(Records excerpted from a collection)

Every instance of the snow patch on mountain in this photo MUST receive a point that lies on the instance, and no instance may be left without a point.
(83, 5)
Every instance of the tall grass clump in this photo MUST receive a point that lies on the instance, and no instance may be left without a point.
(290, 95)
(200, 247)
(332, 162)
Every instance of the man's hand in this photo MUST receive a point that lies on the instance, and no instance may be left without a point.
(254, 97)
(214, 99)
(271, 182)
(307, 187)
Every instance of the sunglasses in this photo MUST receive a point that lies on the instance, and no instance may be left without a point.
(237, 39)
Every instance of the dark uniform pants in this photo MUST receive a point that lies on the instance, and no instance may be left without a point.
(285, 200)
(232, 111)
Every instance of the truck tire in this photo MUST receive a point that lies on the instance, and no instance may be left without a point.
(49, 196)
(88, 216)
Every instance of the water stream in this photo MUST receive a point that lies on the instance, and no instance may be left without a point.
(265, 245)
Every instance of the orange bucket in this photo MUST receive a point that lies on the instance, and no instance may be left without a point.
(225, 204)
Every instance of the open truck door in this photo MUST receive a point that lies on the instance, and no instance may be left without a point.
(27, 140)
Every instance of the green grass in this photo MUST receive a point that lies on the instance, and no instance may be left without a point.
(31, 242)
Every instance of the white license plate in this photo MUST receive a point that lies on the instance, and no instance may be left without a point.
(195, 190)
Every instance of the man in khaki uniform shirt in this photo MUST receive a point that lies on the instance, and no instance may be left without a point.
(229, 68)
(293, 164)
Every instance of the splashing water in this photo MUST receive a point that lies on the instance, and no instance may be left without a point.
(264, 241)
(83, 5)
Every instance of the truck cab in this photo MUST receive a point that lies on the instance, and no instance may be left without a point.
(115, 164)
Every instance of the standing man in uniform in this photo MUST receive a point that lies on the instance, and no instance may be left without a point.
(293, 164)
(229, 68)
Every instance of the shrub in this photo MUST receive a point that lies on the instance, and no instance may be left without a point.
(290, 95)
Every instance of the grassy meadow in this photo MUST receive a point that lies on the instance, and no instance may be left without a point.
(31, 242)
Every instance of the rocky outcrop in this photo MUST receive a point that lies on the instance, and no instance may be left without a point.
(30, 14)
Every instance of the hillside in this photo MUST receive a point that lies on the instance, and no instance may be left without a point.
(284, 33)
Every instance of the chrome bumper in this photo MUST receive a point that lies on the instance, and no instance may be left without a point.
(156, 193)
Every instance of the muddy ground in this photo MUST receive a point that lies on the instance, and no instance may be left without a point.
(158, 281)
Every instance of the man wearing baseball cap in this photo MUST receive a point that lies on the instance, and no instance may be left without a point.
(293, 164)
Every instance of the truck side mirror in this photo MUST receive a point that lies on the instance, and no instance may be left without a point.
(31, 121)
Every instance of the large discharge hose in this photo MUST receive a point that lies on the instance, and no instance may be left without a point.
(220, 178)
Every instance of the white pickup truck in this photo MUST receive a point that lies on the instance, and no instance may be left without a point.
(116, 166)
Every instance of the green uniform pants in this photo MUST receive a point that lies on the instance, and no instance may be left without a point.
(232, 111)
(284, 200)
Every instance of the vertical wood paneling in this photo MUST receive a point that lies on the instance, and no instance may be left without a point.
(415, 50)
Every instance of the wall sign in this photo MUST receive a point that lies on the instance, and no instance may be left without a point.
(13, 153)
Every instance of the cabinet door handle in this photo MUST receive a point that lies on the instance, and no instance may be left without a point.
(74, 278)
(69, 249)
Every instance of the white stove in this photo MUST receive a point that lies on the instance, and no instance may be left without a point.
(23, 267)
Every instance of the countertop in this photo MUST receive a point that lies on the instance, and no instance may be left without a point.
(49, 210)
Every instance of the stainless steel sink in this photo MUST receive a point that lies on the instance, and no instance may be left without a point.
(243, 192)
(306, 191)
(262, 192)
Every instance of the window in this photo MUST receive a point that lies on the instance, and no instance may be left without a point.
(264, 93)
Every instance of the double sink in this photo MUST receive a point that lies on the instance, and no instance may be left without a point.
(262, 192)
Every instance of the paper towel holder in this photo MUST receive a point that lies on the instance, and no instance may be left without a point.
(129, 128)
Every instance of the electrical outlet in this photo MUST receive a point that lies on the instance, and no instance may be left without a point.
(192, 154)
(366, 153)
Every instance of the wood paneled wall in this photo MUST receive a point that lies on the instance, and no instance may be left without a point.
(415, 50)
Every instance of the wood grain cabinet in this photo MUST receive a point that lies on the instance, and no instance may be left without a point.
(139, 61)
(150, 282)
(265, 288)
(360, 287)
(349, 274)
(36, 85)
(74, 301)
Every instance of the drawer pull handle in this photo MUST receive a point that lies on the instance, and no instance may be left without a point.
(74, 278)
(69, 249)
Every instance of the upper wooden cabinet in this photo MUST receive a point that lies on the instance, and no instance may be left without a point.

▶ _What the task requires_: Repeat the material word for word, in full.

▶ _Expected answer_:
Every instance of the snow patch on mountain in this photo MUST receive a point that lies on the instance, and no instance may be left without a point.
(83, 5)
Every instance of the tall grass clump in this photo MUST receive a point that lies on the instance, and no instance may be left without a point.
(290, 95)
(200, 247)
(332, 162)
Every instance of the man's hand in this photo MUST receive a point that lies on the instance, and no instance may be left without a point.
(254, 97)
(214, 99)
(271, 182)
(307, 187)
Every instance of the sunglasses in this photo MUST receive a point that lies on the instance, and no instance may be left without a point.
(237, 39)
Every instance of the dark uniform pants in this photo MUST receive a point that lies on the instance, and no instance may be left without a point.
(285, 200)
(232, 111)
Every instance of the truck tire in this photo MUST receive a point that lies on the instance, and no instance may be left without a point.
(49, 196)
(88, 216)
Every instance of the water stream in this photo MUST receive a point that lies on the instance, and no instance may be left without a point.
(265, 245)
Every instance of the orange bucket in this photo MUST receive a point that lies on the instance, and no instance may be left without a point.
(225, 204)
Every instance of the open truck door in this photo MUST receive a point that lies on the instance, and no instance may be left without a point.
(27, 140)
Every instance of the green grass in this photo MUST receive a point that lies on the instance, and no instance may be left without a point.
(31, 242)
Every instance of the white license plate in this photo MUST receive a point that lies on the instance, and no instance may be left without a point.
(195, 190)
Every instance of the man in khaki uniform shirt in this photo MUST receive a point that lies on the instance, and no instance may be left without a point.
(229, 68)
(293, 164)
Every instance of the splashing water in this photo MUST receive a point that lies on the instance, and no instance may be left without a point.
(264, 241)
(83, 5)
Every instance of the truck cab in this photo MUST receive a point that lies on the instance, and no instance may be left without a point.
(115, 164)
Every instance of the standing man in uniform in this photo MUST receive a point that lies on the instance, and no instance may be left without a point.
(293, 164)
(229, 68)
Every instance of the shrub in this photo MUST receive a point that lies on the instance, and no instance may be left without a point.
(290, 95)
Every instance of the grassy meadow in this photo MUST receive a point that lies on the instance, and no instance may be left without a point.
(31, 242)
Every instance of the rocky outcrop in this photo MUST receive a point that lies on the instance, and no instance may be left without a point.
(30, 14)
Every instance of the hillside in this photo MUST receive a point that lies on the instance, and no instance may be left without a point.
(284, 33)
Every instance of the chrome bumper in this photo MUST receive a point that lies on the instance, and no instance may be left without a point.
(156, 193)
Every instance of the muddy ground in this photo MUST receive a point that lies on the instance, and no instance may be left without a point.
(158, 281)
Every instance of the man wearing baseball cap in this photo MUST receive a point that lies on the instance, and no instance may be left without a point.
(293, 164)
Every instance of the truck side mirror in this photo MUST receive a point that lies on the instance, and no instance may be left without a point.
(31, 121)
Every instance of the large discharge hose in this photo MUST receive a point that lies on the instance, and no instance may be left without a point.
(220, 178)
Every instance of the white pickup truck in this photo MUST receive a point that lies on the instance, and no instance may be left without a point.
(116, 166)
Every instance of the green uniform pants in this photo MUST receive a point that lies on the instance, and no instance may be left without a point.
(232, 111)
(284, 200)
Every instance of the vertical wood paneling in this photo MUST receive a point that lies on the instance, and no instance may be left without a point.
(415, 50)
Every instance of the wall sign in this photo MUST receive a point that lies on the instance, and no instance may be left without a point.
(13, 153)
Every instance of the cabinet door handle in this photo MUST receive a point that lies on the instance, and no instance may be left without a point.
(74, 278)
(69, 249)
Every instance of the white stove in this photo MUST receive a point that lies on the instance, and no instance may be left without a point.
(23, 267)
Every instance of the countertop in this photo MUST receive a point that lies on the instance, and no instance may be left without a point.
(49, 210)
Every instance of the stainless steel sink in this photo MUST receive a point that lies on the instance, and no instance may be left without a point.
(243, 192)
(306, 191)
(262, 192)
Every instance of the window in this photo MUST receive a point that lies on the instance, and no instance may be left without a point.
(264, 93)
Every instance of the double sink in this photo MUST receive a point that lies on the instance, and no instance may be left without a point.
(262, 192)
Every instance of the paper towel holder in this photo MUST receive a point that lies on the instance, and no instance may be left without a point.
(129, 128)
Every instance of the electrical outlet in this photo MUST receive a point that lies on the instance, and no instance may be left without a point.
(192, 154)
(366, 153)
Every instance of the wood paneled wall in this photo MUST receive a point that lies on the instance, and no instance may be left without a point.
(415, 50)
Every instance of the wood grain cabinet in this photo MUST receive a point that lies on the instance, and no instance may be left without a point.
(139, 61)
(150, 282)
(265, 288)
(360, 287)
(349, 274)
(36, 85)
(74, 301)
Every instance of the drawer pull handle in this photo MUST receive a point that lies on the instance, and no instance may be left without a point.
(74, 278)
(69, 249)
Every instance of the upper wooden cabinet in this photo MUST receive a point that lies on the instance, and no instance may be left without a point.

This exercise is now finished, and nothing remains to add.